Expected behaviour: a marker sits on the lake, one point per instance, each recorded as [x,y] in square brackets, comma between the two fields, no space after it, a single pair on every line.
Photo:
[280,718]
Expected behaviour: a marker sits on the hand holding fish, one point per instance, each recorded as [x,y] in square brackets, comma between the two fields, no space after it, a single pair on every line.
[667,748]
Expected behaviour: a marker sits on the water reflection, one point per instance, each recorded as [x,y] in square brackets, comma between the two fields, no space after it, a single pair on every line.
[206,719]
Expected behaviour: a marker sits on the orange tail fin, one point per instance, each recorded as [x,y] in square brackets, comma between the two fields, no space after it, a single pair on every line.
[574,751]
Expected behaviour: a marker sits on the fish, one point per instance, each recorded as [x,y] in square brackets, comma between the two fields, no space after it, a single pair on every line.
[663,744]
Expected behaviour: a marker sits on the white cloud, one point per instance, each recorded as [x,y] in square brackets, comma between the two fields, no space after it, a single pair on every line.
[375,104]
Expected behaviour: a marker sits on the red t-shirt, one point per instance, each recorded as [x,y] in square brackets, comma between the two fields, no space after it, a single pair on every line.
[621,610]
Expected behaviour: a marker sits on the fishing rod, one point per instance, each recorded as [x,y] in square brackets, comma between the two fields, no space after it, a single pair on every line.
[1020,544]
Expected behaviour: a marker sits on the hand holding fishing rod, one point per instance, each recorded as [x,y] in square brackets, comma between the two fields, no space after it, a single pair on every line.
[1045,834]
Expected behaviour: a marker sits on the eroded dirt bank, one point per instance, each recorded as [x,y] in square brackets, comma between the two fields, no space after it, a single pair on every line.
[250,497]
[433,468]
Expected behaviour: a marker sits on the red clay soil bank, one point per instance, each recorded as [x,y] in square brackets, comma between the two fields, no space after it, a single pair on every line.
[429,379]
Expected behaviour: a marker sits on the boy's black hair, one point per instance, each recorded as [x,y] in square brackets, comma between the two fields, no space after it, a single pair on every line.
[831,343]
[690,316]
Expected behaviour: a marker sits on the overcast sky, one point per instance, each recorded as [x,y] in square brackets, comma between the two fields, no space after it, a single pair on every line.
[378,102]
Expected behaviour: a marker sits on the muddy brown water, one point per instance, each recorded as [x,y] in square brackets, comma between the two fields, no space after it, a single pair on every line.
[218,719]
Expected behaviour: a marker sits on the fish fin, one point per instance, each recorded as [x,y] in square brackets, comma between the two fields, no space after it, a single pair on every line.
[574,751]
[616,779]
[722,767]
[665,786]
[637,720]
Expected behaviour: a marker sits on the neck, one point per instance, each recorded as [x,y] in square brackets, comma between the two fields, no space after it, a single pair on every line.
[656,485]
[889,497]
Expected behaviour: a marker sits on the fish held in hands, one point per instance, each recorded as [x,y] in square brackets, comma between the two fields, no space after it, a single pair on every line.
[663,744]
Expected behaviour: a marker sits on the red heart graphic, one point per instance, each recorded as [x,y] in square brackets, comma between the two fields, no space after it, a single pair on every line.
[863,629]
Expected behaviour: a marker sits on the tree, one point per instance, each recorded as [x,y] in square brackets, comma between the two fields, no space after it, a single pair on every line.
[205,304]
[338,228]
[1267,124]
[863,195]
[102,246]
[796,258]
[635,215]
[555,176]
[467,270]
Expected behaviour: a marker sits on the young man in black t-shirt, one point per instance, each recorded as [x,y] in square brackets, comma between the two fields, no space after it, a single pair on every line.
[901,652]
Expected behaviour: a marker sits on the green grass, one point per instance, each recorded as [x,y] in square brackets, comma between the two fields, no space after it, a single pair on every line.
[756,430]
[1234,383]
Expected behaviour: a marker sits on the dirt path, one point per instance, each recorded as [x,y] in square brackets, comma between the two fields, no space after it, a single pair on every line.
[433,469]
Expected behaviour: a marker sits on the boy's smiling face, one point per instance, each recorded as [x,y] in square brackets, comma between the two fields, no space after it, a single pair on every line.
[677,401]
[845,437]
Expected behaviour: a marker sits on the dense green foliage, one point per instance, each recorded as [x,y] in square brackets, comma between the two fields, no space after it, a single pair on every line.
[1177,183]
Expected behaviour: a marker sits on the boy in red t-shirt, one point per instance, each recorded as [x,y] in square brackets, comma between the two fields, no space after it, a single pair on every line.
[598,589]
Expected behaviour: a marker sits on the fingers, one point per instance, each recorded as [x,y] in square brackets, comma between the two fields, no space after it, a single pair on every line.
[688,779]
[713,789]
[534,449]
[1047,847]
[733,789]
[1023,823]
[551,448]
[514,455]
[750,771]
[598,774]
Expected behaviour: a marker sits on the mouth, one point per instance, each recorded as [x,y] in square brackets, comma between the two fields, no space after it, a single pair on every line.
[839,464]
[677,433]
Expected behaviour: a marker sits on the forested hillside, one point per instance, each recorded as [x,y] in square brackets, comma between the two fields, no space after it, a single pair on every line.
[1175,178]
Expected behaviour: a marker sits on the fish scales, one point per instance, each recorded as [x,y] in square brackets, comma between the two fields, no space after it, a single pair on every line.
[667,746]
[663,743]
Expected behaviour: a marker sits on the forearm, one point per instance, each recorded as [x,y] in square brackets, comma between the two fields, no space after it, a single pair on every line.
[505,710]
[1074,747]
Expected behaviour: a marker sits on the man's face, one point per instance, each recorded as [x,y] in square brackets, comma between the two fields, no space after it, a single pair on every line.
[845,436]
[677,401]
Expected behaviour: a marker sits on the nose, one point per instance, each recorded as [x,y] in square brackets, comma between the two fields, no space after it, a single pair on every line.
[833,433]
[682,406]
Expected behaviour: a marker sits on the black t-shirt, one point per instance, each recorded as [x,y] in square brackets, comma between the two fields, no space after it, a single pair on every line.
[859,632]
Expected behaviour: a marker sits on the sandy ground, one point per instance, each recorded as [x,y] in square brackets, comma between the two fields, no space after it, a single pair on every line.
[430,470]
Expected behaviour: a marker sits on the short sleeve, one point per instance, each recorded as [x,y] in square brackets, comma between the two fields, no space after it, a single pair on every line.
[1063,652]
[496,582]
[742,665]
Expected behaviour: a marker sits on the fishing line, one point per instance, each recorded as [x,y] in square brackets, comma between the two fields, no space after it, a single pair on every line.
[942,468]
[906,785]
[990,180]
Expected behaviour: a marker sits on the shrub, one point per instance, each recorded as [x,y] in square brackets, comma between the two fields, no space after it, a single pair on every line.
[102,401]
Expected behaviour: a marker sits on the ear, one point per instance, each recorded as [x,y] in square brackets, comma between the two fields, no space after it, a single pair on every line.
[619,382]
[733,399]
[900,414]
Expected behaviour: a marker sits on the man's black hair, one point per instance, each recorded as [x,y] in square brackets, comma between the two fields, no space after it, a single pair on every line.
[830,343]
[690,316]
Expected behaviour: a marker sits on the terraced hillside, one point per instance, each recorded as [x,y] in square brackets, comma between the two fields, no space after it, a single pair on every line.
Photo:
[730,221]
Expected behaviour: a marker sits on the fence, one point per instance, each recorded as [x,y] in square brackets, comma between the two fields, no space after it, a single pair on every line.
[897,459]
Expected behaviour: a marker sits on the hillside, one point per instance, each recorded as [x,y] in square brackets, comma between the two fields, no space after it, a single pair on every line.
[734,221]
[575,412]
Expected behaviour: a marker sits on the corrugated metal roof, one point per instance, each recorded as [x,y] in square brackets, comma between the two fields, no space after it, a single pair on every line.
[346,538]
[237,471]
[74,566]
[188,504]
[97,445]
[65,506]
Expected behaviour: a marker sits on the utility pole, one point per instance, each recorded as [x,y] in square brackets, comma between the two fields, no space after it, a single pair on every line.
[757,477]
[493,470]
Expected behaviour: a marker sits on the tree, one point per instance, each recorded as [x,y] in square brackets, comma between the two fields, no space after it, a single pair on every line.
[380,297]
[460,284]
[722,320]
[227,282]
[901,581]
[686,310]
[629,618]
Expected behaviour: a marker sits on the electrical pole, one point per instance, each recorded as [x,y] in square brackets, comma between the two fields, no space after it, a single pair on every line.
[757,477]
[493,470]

Your goal =>
The answer is the line containing "Expected behaviour: a marker sits on the man's black" together with every line after it in the records, repeated exactly and with nothing else.

Task response =>
Expected behaviour: a marker sits on the man's black hair, one point per instance, each recorded as [x,y] in square brackets, comma between the two fields, no space after it, a single pair on every line.
[830,343]
[690,316]
Expected behaviour: a marker sits on the terraced hillside, one point per instance, each recorded as [x,y] in square brackets, comma between the two fields, no space after it, a single pair on every line.
Photo:
[730,221]
Expected behaviour: a marker sits on the fence, one point per instance, each recorded as [x,y] in square brackets, comma between the two fields, no space after it, a single pair on every line.
[897,459]
Expected behaviour: a marker sits on the hillside, one point per instance, each recorded as [x,y] in square brackets, comma between the two fields, no space after it, a single pair on every line.
[734,221]
[575,412]
Expected behaviour: a marker sits on the corrugated metal roof, one point per instance, each recorded as [x,y] in square brackets, comma between the two fields, no space after it, a single pair on every line.
[346,538]
[237,471]
[74,566]
[188,504]
[97,445]
[65,506]
Expected behaviour: a marker sits on the utility pole, one point per instance, each recorded as [x,y] in square brackets, comma between the two fields, no space after it, a single pair on every line.
[757,477]
[493,470]
Expected behaviour: a marker sits on the tree, one point per instance, each recorded as [x,y] in square brackets, comma between the two fields, no space after it, a single pair on every line.
[380,297]
[460,284]
[722,320]
[227,282]
[901,581]
[686,310]
[629,618]
Expected behaviour: a marker sits on the electrical pole, one point per instance, each recorded as [x,y] in square brackets, comma between the two fields, no space after it, a single pair on every line.
[757,477]
[493,470]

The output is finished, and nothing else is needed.